# Problem requirements:
Locate each line in the material below that contains the word "collar", and copy those lines in full.

# Excerpted data:
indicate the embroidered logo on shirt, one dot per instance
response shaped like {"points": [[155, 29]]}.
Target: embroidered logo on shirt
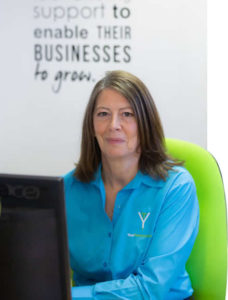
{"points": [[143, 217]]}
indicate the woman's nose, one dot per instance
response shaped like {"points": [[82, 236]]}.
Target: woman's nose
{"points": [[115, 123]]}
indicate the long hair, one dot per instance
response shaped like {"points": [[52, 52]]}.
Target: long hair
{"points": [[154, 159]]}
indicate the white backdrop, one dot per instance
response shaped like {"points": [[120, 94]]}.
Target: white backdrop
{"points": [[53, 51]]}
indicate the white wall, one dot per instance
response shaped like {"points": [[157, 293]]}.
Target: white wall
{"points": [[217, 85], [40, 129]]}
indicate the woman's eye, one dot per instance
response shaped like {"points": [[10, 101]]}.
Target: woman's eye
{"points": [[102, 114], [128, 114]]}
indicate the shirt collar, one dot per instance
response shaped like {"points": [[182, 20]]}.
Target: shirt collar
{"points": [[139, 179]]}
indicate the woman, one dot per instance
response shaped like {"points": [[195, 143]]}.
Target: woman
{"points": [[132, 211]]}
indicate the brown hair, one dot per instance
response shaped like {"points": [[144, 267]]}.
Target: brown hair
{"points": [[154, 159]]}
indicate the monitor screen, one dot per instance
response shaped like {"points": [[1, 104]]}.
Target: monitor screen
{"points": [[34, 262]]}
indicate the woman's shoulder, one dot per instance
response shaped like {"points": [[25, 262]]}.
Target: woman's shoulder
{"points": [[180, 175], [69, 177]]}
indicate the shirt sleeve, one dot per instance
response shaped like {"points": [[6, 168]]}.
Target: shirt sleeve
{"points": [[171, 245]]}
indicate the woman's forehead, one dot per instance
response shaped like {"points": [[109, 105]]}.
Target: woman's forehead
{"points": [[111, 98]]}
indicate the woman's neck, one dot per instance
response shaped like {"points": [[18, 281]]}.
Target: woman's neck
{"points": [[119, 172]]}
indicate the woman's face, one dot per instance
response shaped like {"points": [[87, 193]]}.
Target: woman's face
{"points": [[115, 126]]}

* * *

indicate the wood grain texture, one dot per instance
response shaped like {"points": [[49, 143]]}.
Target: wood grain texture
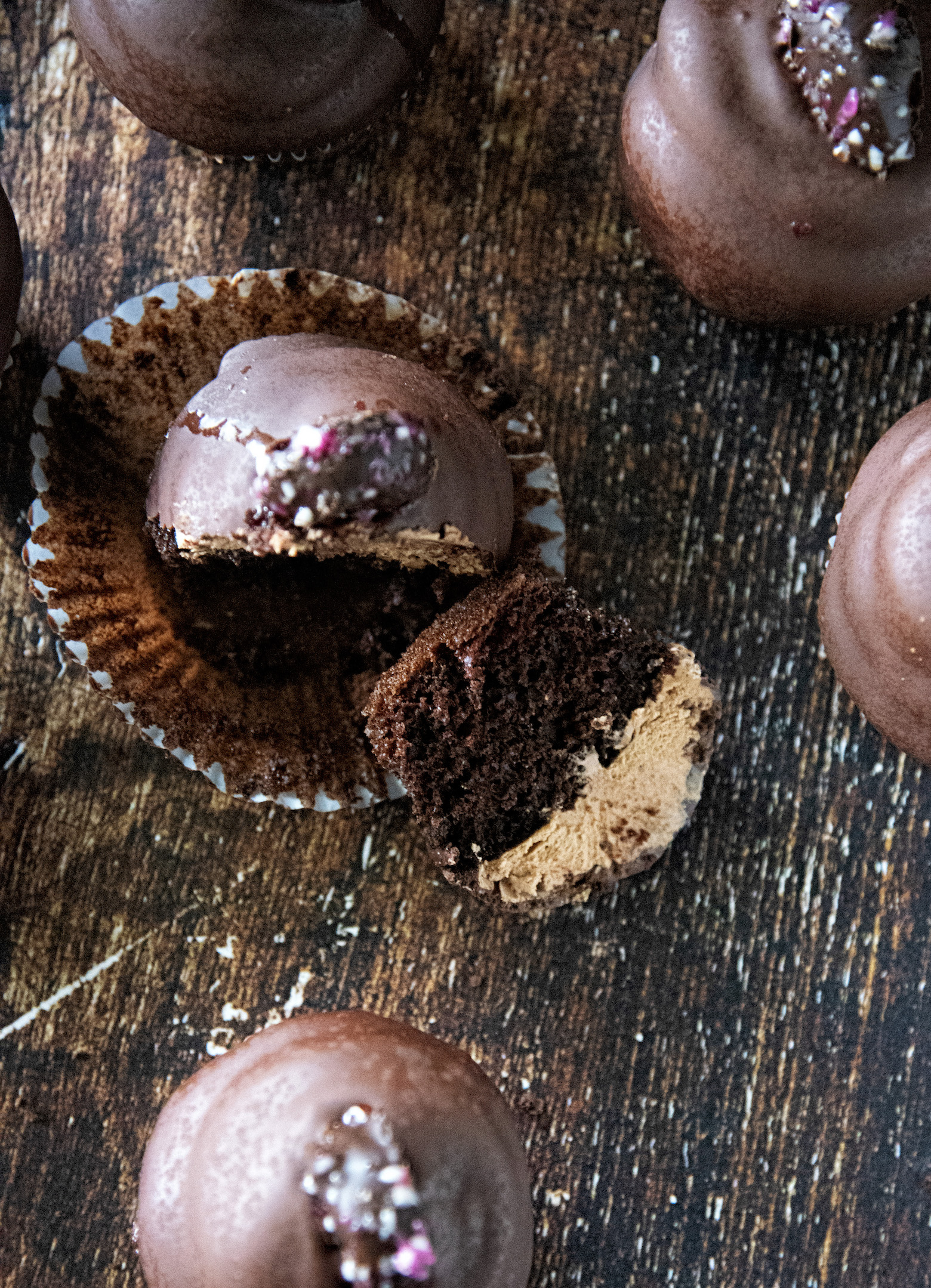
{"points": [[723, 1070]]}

# Right answer:
indicate the shirt collar, one dot per instance
Target: shirt collar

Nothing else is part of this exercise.